■ Task item ■
Please filter the listing below and copy out the lines that hold "stuffed".

■ Dataset entries ■
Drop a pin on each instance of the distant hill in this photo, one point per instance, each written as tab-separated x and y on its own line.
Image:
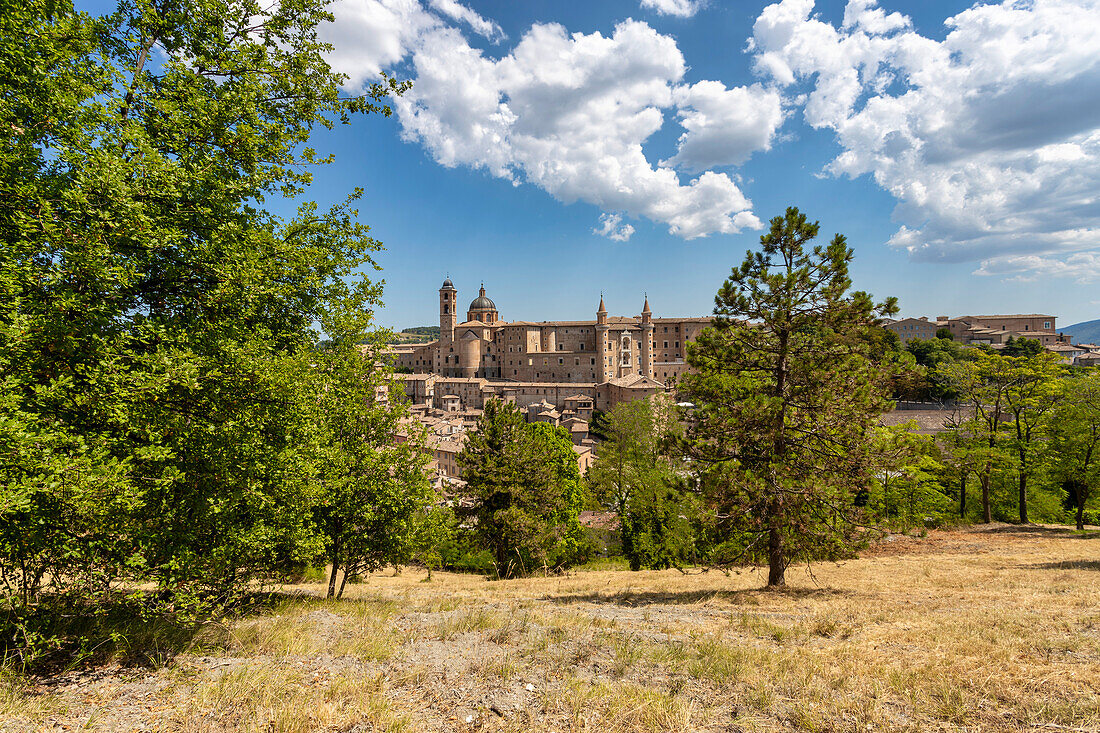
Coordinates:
1087	332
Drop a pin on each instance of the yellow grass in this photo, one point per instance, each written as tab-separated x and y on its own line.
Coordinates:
985	630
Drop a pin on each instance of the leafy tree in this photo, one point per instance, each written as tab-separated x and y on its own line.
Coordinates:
637	474
1073	456
906	477
152	312
985	384
372	490
785	396
1010	402
527	491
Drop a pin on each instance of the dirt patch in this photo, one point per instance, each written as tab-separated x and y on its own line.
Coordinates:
979	628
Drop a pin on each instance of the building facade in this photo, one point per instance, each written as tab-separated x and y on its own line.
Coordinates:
991	330
563	351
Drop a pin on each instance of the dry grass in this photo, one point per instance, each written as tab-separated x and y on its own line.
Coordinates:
991	630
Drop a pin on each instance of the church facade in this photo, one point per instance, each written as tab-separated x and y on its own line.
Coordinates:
615	349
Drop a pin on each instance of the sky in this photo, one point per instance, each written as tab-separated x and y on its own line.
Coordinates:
558	151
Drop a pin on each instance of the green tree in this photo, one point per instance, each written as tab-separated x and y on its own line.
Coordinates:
527	491
785	395
985	383
1031	400
906	487
638	476
372	490
1073	455
152	312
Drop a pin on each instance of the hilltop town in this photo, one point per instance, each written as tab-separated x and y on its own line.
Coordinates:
563	371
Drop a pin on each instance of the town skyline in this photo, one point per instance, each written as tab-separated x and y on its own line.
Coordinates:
639	145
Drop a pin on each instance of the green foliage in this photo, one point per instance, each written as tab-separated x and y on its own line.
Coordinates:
906	491
1003	429
160	417
637	474
372	493
785	393
527	492
1071	459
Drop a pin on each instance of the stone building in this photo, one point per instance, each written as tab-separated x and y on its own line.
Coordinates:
562	351
992	330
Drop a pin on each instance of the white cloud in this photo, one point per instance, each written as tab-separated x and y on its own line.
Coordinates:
568	113
1082	267
678	8
724	127
370	35
989	140
612	227
459	12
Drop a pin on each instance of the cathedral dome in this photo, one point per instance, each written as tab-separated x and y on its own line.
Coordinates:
482	303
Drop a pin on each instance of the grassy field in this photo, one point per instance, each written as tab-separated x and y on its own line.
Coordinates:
982	630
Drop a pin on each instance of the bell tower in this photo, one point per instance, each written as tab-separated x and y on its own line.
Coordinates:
647	340
602	335
448	306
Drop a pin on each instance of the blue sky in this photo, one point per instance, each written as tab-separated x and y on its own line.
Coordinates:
549	149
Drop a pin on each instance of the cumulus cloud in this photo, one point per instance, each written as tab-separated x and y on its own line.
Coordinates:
612	227
678	8
570	113
477	24
989	139
724	127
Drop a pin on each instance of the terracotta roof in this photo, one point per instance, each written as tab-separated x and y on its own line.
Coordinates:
1014	315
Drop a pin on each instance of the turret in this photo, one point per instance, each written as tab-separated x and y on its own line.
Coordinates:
647	340
448	308
602	349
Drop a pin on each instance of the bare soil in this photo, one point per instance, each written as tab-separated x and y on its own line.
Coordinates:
987	628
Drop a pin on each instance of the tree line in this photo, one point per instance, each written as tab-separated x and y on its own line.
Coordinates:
197	402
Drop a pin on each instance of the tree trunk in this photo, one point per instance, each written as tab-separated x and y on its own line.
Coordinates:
334	558
777	554
1023	498
343	581
987	514
963	494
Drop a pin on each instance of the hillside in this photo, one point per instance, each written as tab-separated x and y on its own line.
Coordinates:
1085	332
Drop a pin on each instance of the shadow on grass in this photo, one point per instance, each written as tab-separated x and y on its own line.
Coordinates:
62	634
751	595
1065	565
1037	531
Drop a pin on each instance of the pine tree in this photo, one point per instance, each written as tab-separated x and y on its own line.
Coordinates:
784	394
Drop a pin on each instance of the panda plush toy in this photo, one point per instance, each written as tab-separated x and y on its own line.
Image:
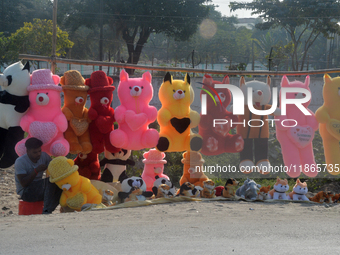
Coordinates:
14	103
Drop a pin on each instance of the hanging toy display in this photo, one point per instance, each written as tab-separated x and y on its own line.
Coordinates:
101	113
44	119
14	103
75	95
216	137
135	114
296	141
176	118
88	165
328	115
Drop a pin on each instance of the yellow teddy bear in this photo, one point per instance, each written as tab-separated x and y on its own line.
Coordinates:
77	190
176	117
328	115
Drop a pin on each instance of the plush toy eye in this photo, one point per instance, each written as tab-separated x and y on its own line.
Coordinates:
79	100
104	100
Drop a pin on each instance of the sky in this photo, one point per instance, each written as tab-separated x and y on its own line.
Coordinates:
224	8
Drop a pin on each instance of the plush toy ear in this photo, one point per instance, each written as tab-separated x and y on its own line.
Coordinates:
124	76
284	81
147	76
327	78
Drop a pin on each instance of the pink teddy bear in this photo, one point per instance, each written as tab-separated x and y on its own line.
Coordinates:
44	119
135	114
296	142
153	165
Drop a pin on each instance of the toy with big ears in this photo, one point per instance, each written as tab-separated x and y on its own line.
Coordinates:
176	118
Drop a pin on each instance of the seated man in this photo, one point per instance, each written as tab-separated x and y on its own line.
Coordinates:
29	170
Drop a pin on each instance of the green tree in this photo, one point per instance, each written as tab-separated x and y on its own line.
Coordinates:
304	21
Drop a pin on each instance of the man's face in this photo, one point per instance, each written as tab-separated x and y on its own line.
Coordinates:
34	154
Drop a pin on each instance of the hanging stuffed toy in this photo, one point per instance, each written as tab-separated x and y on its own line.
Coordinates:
218	140
176	117
135	114
44	119
328	115
75	95
115	165
77	190
153	166
193	169
14	103
88	165
255	137
296	142
101	113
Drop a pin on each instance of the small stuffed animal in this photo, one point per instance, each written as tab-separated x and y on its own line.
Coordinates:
229	188
175	118
189	190
299	191
77	190
319	197
101	113
218	140
153	166
296	141
14	103
248	190
44	119
135	114
88	165
193	169
208	189
163	180
279	190
115	165
263	194
75	95
328	115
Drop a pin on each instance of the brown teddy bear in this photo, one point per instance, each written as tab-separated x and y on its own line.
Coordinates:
75	94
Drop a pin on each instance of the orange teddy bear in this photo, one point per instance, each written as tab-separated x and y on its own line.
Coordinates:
75	94
192	169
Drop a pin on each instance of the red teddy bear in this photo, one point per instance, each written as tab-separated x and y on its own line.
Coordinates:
101	113
89	166
218	140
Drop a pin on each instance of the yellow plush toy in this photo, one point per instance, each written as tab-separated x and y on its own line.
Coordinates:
77	190
328	115
176	117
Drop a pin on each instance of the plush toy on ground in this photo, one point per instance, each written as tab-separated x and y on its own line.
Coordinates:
115	165
248	190
216	137
153	166
75	95
88	165
255	137
101	113
229	188
296	141
328	115
77	190
279	190
44	119
14	103
193	169
135	114
176	118
264	193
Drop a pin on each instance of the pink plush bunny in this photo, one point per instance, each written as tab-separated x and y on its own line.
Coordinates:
153	165
134	114
44	119
296	142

■ Task output ■
Drop a pin on each instance of the hanging stuffed toy in this photo, one point per instance, each written as tab-separated x and y on its own line.
Drop a pin on each instance of the small stuffed animal in this photo, one point per instance, each written as tab-separated x and y on its own line.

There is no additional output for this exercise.